ЗАДАНИЯ:
**A)** Пожалуйста, перескажите короче абзац фрагмента о Шазаре, который начинается словами «Но Шазару всегда было что сказать», сохранив его главные факты.
**B)** Подхватите фрагмент о Шазаре сразу после последней показанной фразы и продолжите его.

ФРАГМЕНТ ТЕКСТА:
# # # # # # #

В отличие от некоторых из нас, кто, не будь сионистского движения,
никогда бы особенно не выдвинулся, Шазар был замечательно одаренным
человеком. Это был настоящий ученый, достигший вершин еврейской
образованности, как и надлежало потомку знаменитой хасидской фамилии (он
носил имена первых любавичских раввинов), - и талантливейший журналист,
эссеист и редактор. Он умер в 1974 году, в возрасте восьмидесяти пяти лет,
через год после того, как ушел с президентского поста. Когда он уже был
очень старым человеком, молодые израильтяне не могли скрыть улыбки (думаю,
добродушной, все-таки), когда он произносил свои длинные, эмоциональные и
цветистые речи, стиль которых не изменился с двадцатых годов.
Но Шазару всегда было что сказать, хотя иной раз ему для этого
требовалось время. Будучи президентом, он всегда подчеркивал, что главное -
это единство "семьи Израиля", как он называл всю еврейскую общину страны, -
и тех, кто, как он, приехал из Европы, и многих тысяч тех, кто приехал из
арабских стран и для которых ни хасидизм, ни идишская культура не значили
ничего. Много лет Шазар был редактором ежедневной партийной газеты "Давар".
Помнится, кто-то сказал мне: Залману гораздо приятнее исправлять ошибки в
чужих писаниях, чем писать самому. Ему следовало бы стать учителем.
Он никогда не преподавал, но в 1948 году стал первым израильским
министром образования и с наслаждением взялся за эту работу. Очень люблю
историю про его первый день в министерстве - она показывает, какой это был
теплый, лишенный претензий и преданный делу человек. Он обнаружил, что для
него - министра - есть комната и есть мужчина-секретарь, но нет пишущей
машинки. Это его не смутило. Он повесил шляпу, сел и с живостью сказал
секретарю: "Запишите, пожалуйста. Нет машинки? Неважно. Пишите от руки.

# # # # # # #

ИСХОДНЫЕ ДАННЫЕ:
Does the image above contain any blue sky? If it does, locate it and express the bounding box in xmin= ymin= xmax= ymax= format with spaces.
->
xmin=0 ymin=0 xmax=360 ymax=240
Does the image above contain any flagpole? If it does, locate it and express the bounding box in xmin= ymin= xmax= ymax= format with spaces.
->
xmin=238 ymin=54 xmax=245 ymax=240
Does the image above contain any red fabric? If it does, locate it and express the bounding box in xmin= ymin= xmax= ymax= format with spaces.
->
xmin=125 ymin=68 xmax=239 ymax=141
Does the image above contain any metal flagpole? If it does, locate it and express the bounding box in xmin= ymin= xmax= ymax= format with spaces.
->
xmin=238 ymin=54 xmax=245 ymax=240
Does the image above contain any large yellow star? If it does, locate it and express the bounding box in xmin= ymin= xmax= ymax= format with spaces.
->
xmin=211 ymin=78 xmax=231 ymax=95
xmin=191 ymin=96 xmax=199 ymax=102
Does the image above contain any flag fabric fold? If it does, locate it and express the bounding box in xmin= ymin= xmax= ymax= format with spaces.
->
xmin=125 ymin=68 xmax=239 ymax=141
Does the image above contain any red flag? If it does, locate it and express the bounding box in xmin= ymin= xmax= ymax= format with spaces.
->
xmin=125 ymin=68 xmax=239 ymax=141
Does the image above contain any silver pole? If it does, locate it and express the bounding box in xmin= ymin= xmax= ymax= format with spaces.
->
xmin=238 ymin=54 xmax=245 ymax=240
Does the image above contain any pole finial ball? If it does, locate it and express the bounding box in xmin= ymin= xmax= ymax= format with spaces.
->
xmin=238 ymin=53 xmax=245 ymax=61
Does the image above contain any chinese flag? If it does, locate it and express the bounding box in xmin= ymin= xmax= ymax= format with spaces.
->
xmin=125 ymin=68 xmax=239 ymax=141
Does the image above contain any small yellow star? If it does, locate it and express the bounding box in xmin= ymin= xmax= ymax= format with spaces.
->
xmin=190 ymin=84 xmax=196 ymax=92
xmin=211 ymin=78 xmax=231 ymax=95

# # # # # # #

ОТВЕТЫ:
**A)** Шазару всегда было что сказать, хотя порой на это требовалось время. Будучи президентом, он подчеркивал единство «семьи Израиля», то есть всей еврейской общины страны. В нее входили и выходцы из Европы, и многие тысячи приехавших из арабских стран, для которых хасидизм и идишская культура ничего не значили. Много лет он редактировал ежедневную партийную газету «Давар». По чьему-то замечанию, исправлять чужие тексты ему было приятнее, чем писать самому, и ему следовало бы стать учителем.

**B)**
Готово? "Все израильские дети в возрасте от 4 до 18 лет должны получать
бесплатное образование самого высокого качества". Когда секретарь заметил,
что, быть может, лучше с этим подождать несколько дней, поскольку
государству всего один день от роду, Шазар вспыхнул: "Когда речь идет об
образовании, я не хочу никаких споров. Это мой первый министерский приказ, и
я за него отвечаю". И в самом деле, очень скоро он издал постановление о
всеобщем и бесплатном образовании в Израиле.
Когда Шазар был президентом, а я премьер-министром, я виделась с ним
так часто, как только могла. Он ненавидел сравнительную изоляцию, в которой
находится в Израиле президент; я звонила ему и приходила к нему, чтобы
удержать его, не дать ему впутаться в чреватые неприятностями политические
ситуации, особенно же партийного порядка. "Залман, не забывай, что ты теперь
президент, - говорила я. - Ты не должен вмешиваться". И Шазар горестно качал
головой, но принимал мой совет.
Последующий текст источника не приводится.